RECORD EXCERPTS:
-- -- --
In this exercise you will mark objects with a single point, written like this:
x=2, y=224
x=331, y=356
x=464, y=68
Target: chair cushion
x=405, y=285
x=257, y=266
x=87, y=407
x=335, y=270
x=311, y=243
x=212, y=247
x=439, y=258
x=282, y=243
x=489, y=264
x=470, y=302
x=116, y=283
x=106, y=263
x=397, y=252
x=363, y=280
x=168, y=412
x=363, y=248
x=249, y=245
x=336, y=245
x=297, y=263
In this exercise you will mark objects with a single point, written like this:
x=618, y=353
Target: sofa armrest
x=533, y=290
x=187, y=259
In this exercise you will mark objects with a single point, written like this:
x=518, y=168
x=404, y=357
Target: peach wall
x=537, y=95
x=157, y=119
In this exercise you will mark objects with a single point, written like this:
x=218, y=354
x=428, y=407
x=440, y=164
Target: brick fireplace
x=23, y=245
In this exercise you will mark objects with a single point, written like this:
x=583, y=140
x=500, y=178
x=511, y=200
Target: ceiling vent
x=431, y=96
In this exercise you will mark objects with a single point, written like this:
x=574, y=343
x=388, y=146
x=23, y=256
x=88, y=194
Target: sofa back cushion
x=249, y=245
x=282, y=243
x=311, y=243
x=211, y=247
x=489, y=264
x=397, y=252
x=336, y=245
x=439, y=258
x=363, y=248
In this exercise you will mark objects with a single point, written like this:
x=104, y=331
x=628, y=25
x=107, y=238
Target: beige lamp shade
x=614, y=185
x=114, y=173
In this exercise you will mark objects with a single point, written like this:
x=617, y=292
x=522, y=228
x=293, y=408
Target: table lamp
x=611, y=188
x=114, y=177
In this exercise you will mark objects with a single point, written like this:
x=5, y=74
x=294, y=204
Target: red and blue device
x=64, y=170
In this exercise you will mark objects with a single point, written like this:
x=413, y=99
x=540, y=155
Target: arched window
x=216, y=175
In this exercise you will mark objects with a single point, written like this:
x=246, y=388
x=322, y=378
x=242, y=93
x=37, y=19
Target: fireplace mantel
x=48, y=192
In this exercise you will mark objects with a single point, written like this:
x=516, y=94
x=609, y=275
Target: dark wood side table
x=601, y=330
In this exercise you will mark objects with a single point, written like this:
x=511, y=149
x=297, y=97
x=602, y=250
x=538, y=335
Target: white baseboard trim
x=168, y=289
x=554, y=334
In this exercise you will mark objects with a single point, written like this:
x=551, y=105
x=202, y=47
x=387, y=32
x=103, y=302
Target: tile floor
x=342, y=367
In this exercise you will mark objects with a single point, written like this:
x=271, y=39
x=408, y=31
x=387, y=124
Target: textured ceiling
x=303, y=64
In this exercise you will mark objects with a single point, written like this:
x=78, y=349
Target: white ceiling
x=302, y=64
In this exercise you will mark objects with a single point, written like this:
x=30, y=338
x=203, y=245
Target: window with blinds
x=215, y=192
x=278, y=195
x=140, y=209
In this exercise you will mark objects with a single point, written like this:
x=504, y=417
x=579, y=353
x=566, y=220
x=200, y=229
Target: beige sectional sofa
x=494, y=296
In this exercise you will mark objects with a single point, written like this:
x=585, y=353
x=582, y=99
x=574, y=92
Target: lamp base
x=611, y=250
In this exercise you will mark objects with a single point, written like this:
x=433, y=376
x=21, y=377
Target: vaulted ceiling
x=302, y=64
-- -- --
DIRECTIVE:
Can you copy the data above line for line, with no changes at all?

EXERCISE OUTPUT:
In this exercise you will mark objects with a single point, written like this:
x=2, y=224
x=331, y=356
x=464, y=68
Target: chair cushion
x=405, y=285
x=257, y=266
x=87, y=407
x=335, y=270
x=311, y=243
x=212, y=247
x=439, y=258
x=282, y=243
x=489, y=264
x=470, y=302
x=116, y=283
x=106, y=263
x=397, y=252
x=363, y=280
x=168, y=412
x=363, y=248
x=249, y=245
x=336, y=245
x=297, y=263
In this exercise you will mark objects with a single point, written like this:
x=618, y=353
Target: sofa armrest
x=533, y=290
x=187, y=259
In this exercise you will mark objects with a single point, written like this:
x=518, y=168
x=404, y=357
Target: peach wall
x=537, y=95
x=157, y=119
In this exercise you will mark objects with a single point, written like this:
x=218, y=354
x=428, y=407
x=440, y=164
Target: brick fireplace
x=23, y=245
In this exercise you will mark objects with a single point, written like this:
x=583, y=140
x=500, y=178
x=511, y=200
Target: ceiling vent
x=431, y=96
In this exercise you will mark objects with a single point, written like this:
x=574, y=343
x=388, y=146
x=23, y=256
x=88, y=194
Target: sofa back cushion
x=249, y=245
x=282, y=243
x=311, y=243
x=211, y=247
x=489, y=264
x=397, y=252
x=336, y=245
x=439, y=258
x=363, y=248
In this exercise you will mark objects with a single point, written like this:
x=104, y=331
x=628, y=25
x=107, y=238
Target: beige lamp shade
x=614, y=185
x=114, y=173
In this exercise you will mark objects with a single point, written like this:
x=617, y=292
x=522, y=228
x=293, y=408
Target: table lamp
x=611, y=188
x=114, y=177
In this exercise you will mark objects with a single point, written like this:
x=5, y=74
x=294, y=204
Target: red and blue device
x=64, y=170
In this exercise you will mark objects with a single point, written like this:
x=413, y=99
x=540, y=155
Target: arched window
x=216, y=175
In this exercise you will mark objects with a single point, written like this:
x=246, y=388
x=322, y=378
x=242, y=93
x=37, y=19
Target: fireplace mantel
x=48, y=192
In this exercise you will mark objects with a single point, written like this:
x=516, y=94
x=609, y=275
Target: dark wood side table
x=601, y=330
In this exercise you will mark objects with a single point, written like this:
x=511, y=149
x=297, y=97
x=602, y=250
x=538, y=335
Target: white baseboard trim
x=168, y=289
x=554, y=334
In this exercise you will mark objects with a single point, written like this:
x=551, y=105
x=202, y=47
x=387, y=32
x=103, y=302
Target: tile floor
x=342, y=367
In this exercise you will mark objects with a single point, written like this:
x=271, y=39
x=408, y=31
x=387, y=124
Target: textured ceiling
x=303, y=64
In this exercise you will mark objects with a single point, written like this:
x=78, y=349
Target: white ceiling
x=302, y=64
In this exercise you will mark objects with a single point, written like this:
x=30, y=338
x=203, y=245
Target: window with blinds
x=215, y=192
x=278, y=195
x=140, y=209
In this exercise you will mark objects with a single point, written like this:
x=504, y=417
x=579, y=353
x=566, y=220
x=200, y=229
Target: beige sectional sofa
x=494, y=296
In this exercise you will mark objects with a single point, written like this:
x=585, y=353
x=582, y=99
x=574, y=92
Target: lamp base
x=611, y=250
In this exercise you will mark objects with a single point, written like this:
x=433, y=376
x=21, y=377
Target: vaulted ceiling
x=302, y=64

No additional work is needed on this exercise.